PROBLEM = Rewrite all of the rows below with "integer pixel coordinates" replaced by "whole-number pixel coordinates" wherever it occurs, keeping everything else unchanged.

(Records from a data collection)
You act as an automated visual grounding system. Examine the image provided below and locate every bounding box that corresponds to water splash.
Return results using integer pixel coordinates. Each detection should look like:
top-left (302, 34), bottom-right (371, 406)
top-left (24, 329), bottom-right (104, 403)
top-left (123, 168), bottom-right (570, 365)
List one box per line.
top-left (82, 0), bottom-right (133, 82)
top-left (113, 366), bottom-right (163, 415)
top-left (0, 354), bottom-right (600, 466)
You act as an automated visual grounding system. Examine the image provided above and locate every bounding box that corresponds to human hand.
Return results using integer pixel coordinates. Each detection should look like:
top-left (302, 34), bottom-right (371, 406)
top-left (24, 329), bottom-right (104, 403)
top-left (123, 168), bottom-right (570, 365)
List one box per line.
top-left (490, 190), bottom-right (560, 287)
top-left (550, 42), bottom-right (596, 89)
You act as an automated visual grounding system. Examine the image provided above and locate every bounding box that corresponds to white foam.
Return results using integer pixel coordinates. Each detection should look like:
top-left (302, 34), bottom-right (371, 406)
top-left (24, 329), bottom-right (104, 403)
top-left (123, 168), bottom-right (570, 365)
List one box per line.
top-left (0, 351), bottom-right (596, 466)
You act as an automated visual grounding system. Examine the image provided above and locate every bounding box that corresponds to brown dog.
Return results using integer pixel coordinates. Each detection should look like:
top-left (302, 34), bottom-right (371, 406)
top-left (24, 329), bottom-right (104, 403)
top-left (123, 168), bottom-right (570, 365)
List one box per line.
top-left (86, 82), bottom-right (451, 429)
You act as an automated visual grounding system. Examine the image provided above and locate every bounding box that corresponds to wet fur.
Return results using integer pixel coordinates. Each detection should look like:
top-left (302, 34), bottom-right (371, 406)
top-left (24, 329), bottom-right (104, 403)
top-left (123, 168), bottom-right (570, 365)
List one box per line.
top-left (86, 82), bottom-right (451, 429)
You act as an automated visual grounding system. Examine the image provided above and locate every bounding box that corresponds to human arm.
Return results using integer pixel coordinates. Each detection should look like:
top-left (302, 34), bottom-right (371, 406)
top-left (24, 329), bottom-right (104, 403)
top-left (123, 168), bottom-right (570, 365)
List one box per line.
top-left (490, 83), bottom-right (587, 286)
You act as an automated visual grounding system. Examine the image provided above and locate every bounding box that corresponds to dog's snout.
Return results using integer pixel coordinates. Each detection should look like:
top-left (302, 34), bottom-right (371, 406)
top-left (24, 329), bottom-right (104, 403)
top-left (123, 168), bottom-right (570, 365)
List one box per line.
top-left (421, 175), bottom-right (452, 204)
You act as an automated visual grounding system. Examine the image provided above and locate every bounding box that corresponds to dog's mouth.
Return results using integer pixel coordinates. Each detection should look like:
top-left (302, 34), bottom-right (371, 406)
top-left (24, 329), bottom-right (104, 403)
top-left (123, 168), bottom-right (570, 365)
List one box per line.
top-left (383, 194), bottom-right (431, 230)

COMPLETED EXERCISE =
You act as an automated visual grounding system. Examine the image provided below and locate every bounding box that corresponds to water splash.
Return results using whole-number pixel coordinates. Each detection should look like:
top-left (302, 34), bottom-right (371, 406)
top-left (24, 329), bottom-right (104, 403)
top-left (123, 168), bottom-right (570, 365)
List one box per line.
top-left (82, 0), bottom-right (133, 82)
top-left (113, 366), bottom-right (163, 415)
top-left (0, 354), bottom-right (600, 466)
You act as an automated visual grounding system. Examine the image provided above and locate every bounding box that corresponds to human hand.
Return results using whole-number pixel coordinates. Each detection should look like:
top-left (302, 34), bottom-right (371, 406)
top-left (24, 329), bottom-right (104, 403)
top-left (123, 168), bottom-right (570, 365)
List one box per line.
top-left (490, 190), bottom-right (560, 287)
top-left (550, 42), bottom-right (596, 89)
You act as an automated visual grounding system. Examine the image provided above and locate every bounding box that corresponds to white foam.
Return results using whole-number pixel coordinates. Each detection should look like:
top-left (302, 34), bottom-right (371, 406)
top-left (24, 329), bottom-right (104, 403)
top-left (123, 168), bottom-right (570, 365)
List one box per line.
top-left (0, 351), bottom-right (596, 466)
You act as an automated visual grounding system. Examine the image provided above and locate every bounding box that corresponds to brown dog.
Return results using whole-number pixel coordinates. Each detection should look like:
top-left (302, 34), bottom-right (371, 406)
top-left (24, 329), bottom-right (104, 403)
top-left (123, 168), bottom-right (570, 365)
List one box per line.
top-left (86, 82), bottom-right (451, 429)
You act as an automated visual grounding system. Examine the image provided above and locate every bounding box that corresponds to wet fur.
Return results using whole-number pixel coordinates. Each detection should look like:
top-left (302, 34), bottom-right (371, 406)
top-left (24, 329), bottom-right (104, 403)
top-left (123, 168), bottom-right (570, 365)
List one box per line.
top-left (86, 82), bottom-right (451, 429)
You act as an automated visual grounding system. Examine the image provided above and locate every bounding box that corresponds to human arm.
Return results using whole-number pixel coordinates. Each detection should look like:
top-left (302, 34), bottom-right (371, 406)
top-left (24, 329), bottom-right (104, 403)
top-left (123, 168), bottom-right (570, 365)
List one box per line.
top-left (490, 83), bottom-right (587, 286)
You act as an automated visual grounding system. Examine the image provided above and locate every bounding box that corresponds to dog's snout.
Return results using whole-number pixel coordinates. Each detection should look like:
top-left (302, 34), bottom-right (371, 406)
top-left (24, 329), bottom-right (104, 403)
top-left (123, 168), bottom-right (570, 365)
List one box per line.
top-left (421, 175), bottom-right (452, 204)
You act as an automated visual grounding system. Examine the image provided above and locate every bounding box that corresponds to dog's mouth.
Return results using whole-number pixel coordinates. Each detection should look like:
top-left (302, 34), bottom-right (371, 406)
top-left (24, 329), bottom-right (104, 403)
top-left (123, 168), bottom-right (570, 365)
List one box per line.
top-left (383, 194), bottom-right (431, 230)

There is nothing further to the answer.